| Goal of the exercise |
Reproduce, word for word, the lines of the records from the one containing "309, row 165." through the one containing "column 106, row 163", including both of those lines.

[Photo object pointing records]
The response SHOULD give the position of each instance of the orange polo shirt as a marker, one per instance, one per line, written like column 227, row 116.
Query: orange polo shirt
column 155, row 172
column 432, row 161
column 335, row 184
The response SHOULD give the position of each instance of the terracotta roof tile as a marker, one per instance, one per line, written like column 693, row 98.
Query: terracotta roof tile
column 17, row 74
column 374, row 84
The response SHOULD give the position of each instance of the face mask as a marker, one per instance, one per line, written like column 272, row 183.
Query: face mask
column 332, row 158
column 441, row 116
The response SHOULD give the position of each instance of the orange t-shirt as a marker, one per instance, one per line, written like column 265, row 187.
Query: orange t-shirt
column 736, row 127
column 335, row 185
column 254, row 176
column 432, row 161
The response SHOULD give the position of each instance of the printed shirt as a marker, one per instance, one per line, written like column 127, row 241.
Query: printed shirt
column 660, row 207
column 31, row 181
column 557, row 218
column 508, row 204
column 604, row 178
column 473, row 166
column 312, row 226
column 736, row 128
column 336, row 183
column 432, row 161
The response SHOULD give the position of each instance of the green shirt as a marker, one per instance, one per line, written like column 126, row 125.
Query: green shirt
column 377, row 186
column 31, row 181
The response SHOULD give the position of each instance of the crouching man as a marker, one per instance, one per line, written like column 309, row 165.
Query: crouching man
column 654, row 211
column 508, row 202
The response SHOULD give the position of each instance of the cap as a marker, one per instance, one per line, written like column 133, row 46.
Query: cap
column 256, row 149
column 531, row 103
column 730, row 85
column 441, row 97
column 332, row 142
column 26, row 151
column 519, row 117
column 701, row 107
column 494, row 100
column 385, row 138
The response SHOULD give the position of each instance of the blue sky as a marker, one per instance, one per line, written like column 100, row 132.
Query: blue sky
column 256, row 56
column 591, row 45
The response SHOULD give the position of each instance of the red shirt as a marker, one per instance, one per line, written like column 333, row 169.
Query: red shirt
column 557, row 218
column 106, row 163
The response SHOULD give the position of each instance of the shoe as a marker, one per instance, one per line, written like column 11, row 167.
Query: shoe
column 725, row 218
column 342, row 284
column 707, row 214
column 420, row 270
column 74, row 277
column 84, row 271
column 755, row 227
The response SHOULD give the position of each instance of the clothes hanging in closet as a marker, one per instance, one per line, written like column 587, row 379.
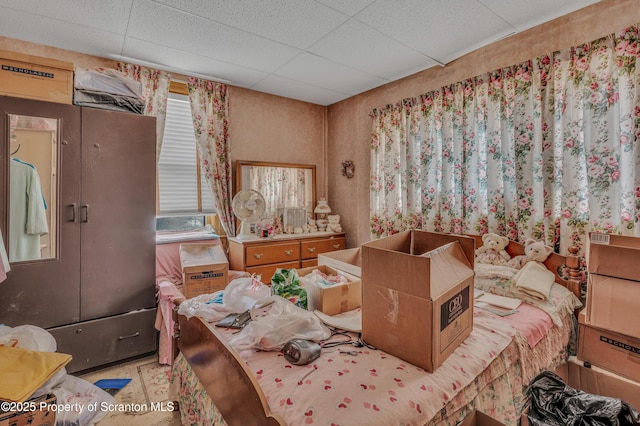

| Answer in full |
The response SHOULD give the position of each instance of the crouching man as a marker, one per instance, one per line, written like column 309, row 165.
Query: crouching man
column 654, row 211
column 508, row 202
The response SHOULD give the position of each instance of the cap as a marker, one per instance, one per line, written like column 133, row 46.
Query: cap
column 256, row 149
column 531, row 103
column 730, row 85
column 441, row 97
column 332, row 142
column 26, row 151
column 519, row 117
column 701, row 107
column 494, row 100
column 385, row 138
The response SHOULD give the position of each instance of the blue sky as a marker, one per instance, one per line, written like column 100, row 132.
Query: blue sky
column 256, row 56
column 591, row 45
The response SHOULD give the position of each instance of the red shirt as a marker, one per instance, one per line, written like column 333, row 169.
Query: red shirt
column 557, row 218
column 106, row 163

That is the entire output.